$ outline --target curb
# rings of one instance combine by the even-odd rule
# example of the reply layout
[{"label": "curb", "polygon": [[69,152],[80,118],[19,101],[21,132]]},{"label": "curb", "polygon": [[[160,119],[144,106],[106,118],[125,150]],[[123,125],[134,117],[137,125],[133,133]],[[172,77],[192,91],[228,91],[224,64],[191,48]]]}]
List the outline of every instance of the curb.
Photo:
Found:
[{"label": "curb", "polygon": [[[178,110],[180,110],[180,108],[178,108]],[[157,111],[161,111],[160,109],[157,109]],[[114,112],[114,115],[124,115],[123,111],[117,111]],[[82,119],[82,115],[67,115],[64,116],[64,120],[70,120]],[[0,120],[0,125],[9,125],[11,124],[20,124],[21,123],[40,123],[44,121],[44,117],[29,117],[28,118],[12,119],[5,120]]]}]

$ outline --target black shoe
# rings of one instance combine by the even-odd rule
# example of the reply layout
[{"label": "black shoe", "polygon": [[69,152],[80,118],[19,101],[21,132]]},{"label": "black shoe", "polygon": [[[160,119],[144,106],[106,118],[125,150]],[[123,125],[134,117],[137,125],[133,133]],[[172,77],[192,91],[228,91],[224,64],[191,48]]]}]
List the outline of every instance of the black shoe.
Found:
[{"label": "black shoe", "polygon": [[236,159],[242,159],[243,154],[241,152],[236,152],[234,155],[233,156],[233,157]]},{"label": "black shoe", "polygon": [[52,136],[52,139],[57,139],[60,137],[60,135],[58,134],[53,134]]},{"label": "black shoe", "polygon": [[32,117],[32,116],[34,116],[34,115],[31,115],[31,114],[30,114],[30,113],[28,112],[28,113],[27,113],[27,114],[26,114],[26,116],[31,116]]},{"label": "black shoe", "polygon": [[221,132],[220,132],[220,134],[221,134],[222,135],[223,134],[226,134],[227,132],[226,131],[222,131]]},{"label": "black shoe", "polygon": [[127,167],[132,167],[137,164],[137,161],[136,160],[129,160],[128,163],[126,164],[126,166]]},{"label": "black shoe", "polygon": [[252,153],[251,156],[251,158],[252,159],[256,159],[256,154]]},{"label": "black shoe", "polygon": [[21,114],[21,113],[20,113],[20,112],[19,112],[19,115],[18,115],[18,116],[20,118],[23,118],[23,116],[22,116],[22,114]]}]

++++++

• [Exercise task] Print all of the lines above verbatim, in their original order.

• [Exercise response]
$ outline --target curb
# rings of one instance combine by the even-odd rule
# example of the reply layout
[{"label": "curb", "polygon": [[69,152],[80,118],[19,101],[21,132]]},{"label": "curb", "polygon": [[[160,119],[144,106],[106,118],[125,150]],[[123,125],[134,117],[137,125],[133,133]],[[172,77],[192,91],[228,91],[224,64],[191,48]]]}]
List the outline of every instance of the curb.
Photo:
Found:
[{"label": "curb", "polygon": [[[178,110],[180,110],[180,108],[178,108]],[[157,111],[161,111],[160,109],[157,109]],[[114,112],[114,115],[124,115],[123,111],[117,111]],[[82,119],[82,115],[67,115],[64,116],[64,120],[70,120]],[[0,120],[0,125],[9,125],[11,124],[20,124],[21,123],[40,123],[44,121],[44,117],[29,117],[28,118],[12,119],[5,120]]]}]

$ outline --target black shoe
# rings of one instance combine by the even-odd rule
# example of the reply layout
[{"label": "black shoe", "polygon": [[69,152],[80,118],[19,101],[21,132]]},{"label": "black shoe", "polygon": [[[160,119],[144,106],[106,118],[125,150]],[[123,125],[134,117],[137,125],[133,133]],[[172,77],[192,91],[228,91],[224,64],[191,48]]]}]
List the outline of every instance of the black shoe.
Found:
[{"label": "black shoe", "polygon": [[236,159],[242,159],[243,154],[241,152],[236,152],[234,155],[233,156],[233,157]]},{"label": "black shoe", "polygon": [[52,136],[52,139],[57,139],[60,137],[60,135],[58,134],[53,134]]},{"label": "black shoe", "polygon": [[32,117],[32,116],[34,116],[34,115],[31,115],[31,114],[30,114],[30,113],[28,112],[28,113],[27,113],[27,114],[26,114],[26,116],[31,116]]},{"label": "black shoe", "polygon": [[221,132],[220,132],[220,134],[221,134],[222,135],[223,134],[226,134],[227,132],[226,131],[222,131]]},{"label": "black shoe", "polygon": [[127,167],[132,167],[137,164],[137,161],[136,160],[129,160],[128,163],[126,164],[126,166]]},{"label": "black shoe", "polygon": [[252,153],[251,156],[251,158],[252,159],[256,159],[256,154]]},{"label": "black shoe", "polygon": [[21,114],[21,113],[20,113],[20,112],[19,112],[19,115],[18,115],[18,116],[20,118],[23,118],[23,116],[22,116],[22,114]]}]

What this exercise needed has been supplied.